The exercise
Add 73 to every number in the answer coordinates in the material below, but not to the sample coordinates in the task lines. Give again every line from the line with "the form (154,202);" through the end of the material, task lines included, and omit the pictures.

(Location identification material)
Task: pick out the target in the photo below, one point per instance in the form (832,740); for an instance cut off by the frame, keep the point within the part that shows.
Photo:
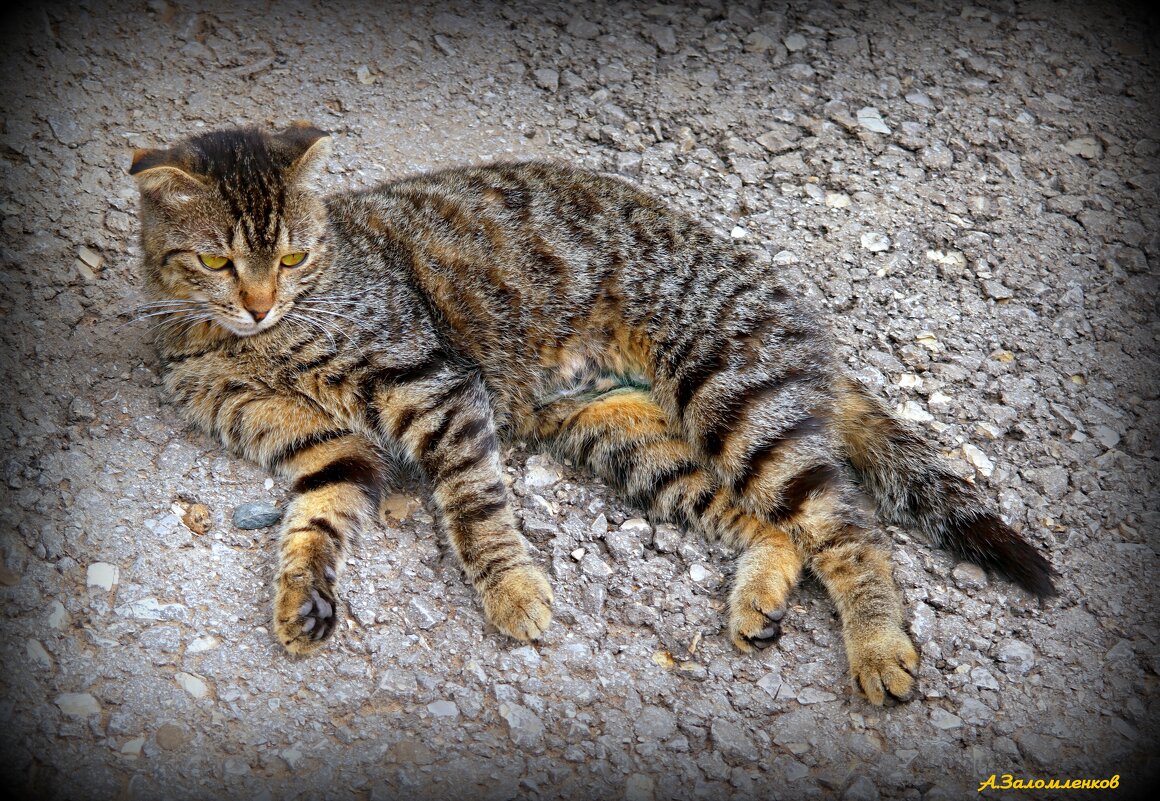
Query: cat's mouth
(247,326)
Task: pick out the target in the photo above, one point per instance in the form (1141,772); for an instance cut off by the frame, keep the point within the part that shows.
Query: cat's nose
(258,306)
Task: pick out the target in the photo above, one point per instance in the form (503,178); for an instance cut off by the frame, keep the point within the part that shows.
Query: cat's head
(232,224)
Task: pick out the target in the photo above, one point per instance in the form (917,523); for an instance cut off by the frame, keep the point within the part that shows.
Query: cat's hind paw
(520,603)
(305,611)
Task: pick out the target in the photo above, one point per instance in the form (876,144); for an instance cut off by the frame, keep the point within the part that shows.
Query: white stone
(103,575)
(1107,436)
(195,685)
(795,42)
(443,708)
(978,458)
(150,609)
(949,257)
(870,118)
(58,617)
(133,747)
(944,720)
(78,705)
(202,643)
(1086,147)
(637,525)
(770,683)
(914,410)
(542,472)
(814,696)
(595,567)
(1017,654)
(638,787)
(291,756)
(524,727)
(875,241)
(984,678)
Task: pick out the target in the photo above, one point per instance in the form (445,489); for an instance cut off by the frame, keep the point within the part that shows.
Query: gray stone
(542,472)
(443,708)
(654,723)
(1051,480)
(944,720)
(595,567)
(524,727)
(624,545)
(974,712)
(78,704)
(1019,656)
(1039,749)
(969,576)
(861,789)
(733,742)
(667,538)
(256,515)
(546,79)
(423,613)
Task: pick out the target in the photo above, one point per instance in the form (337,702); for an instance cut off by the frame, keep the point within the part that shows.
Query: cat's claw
(304,611)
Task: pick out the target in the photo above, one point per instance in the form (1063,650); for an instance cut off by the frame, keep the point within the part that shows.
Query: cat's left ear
(162,173)
(307,147)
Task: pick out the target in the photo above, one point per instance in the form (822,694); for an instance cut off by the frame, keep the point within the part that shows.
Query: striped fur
(437,315)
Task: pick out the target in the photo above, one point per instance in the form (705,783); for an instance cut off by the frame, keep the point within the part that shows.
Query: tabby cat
(429,318)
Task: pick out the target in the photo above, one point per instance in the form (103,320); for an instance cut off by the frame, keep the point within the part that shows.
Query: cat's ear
(162,173)
(306,146)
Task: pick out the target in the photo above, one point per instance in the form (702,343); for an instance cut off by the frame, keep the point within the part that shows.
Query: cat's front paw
(520,603)
(882,662)
(755,613)
(305,612)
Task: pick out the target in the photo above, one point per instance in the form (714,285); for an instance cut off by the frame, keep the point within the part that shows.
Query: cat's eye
(212,262)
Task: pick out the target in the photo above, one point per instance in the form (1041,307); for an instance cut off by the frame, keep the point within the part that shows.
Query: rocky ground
(969,190)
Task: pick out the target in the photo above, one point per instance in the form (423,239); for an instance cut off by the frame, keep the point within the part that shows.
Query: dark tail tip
(983,538)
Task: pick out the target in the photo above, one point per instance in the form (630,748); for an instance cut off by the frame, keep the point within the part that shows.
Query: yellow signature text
(1008,781)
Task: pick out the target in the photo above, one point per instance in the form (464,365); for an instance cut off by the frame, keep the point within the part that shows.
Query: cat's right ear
(307,147)
(162,173)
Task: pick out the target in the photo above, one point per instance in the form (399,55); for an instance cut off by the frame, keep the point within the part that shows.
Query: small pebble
(256,515)
(103,575)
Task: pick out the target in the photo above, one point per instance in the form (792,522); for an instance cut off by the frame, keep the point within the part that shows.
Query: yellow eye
(212,262)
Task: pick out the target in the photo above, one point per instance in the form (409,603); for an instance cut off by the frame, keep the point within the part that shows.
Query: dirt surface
(968,190)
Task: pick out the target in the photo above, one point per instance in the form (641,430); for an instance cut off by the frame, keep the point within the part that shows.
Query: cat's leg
(626,439)
(336,474)
(444,423)
(754,393)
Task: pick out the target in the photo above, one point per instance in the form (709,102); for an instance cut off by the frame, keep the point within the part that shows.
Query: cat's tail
(912,487)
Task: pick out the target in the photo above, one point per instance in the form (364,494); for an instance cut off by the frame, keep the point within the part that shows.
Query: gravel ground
(970,193)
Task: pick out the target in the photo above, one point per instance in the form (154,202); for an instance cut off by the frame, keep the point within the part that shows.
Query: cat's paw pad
(755,621)
(520,603)
(882,663)
(304,611)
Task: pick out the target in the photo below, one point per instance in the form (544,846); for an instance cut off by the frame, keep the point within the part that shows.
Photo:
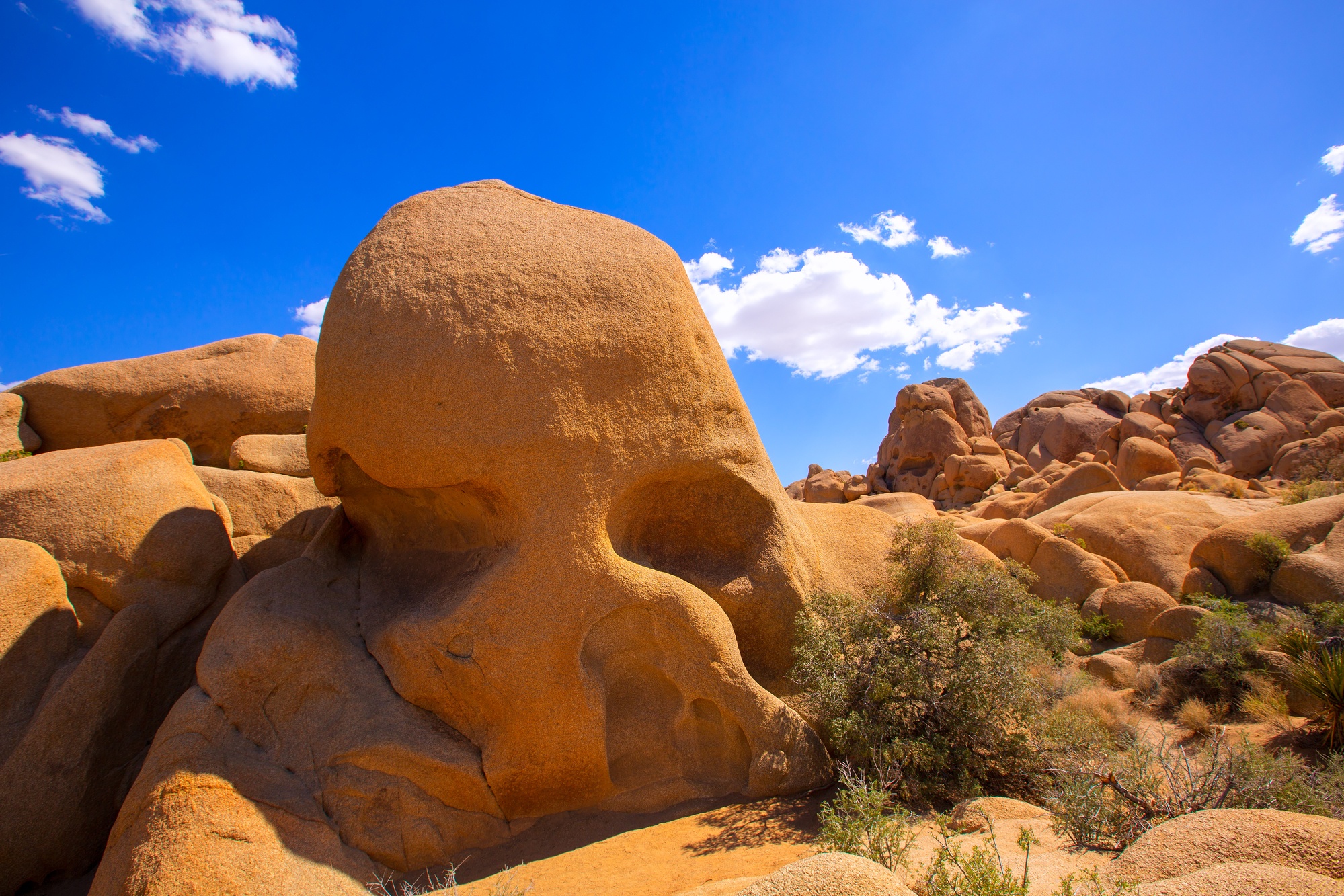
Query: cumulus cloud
(212,36)
(56,173)
(311,316)
(91,126)
(1334,159)
(943,247)
(887,229)
(1327,336)
(1323,227)
(823,313)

Answer for this exercise
Task: pick out the target in the photo above, one point per instance in the form (154,202); for an instance cut off by the frame, keep the point within the part that shows.
Query: cat's paw pad
(828,694)
(593,676)
(955,736)
(377,684)
Task: pick out the target in the photo below, one point per instance in the form (544,846); for an instance cut off by the frame, keep the point within the part that shows.
Photo:
Query: cumulus cloud
(285,109)
(129,246)
(384,389)
(164,199)
(1407,232)
(1016,320)
(960,302)
(1400,409)
(1396,300)
(896,386)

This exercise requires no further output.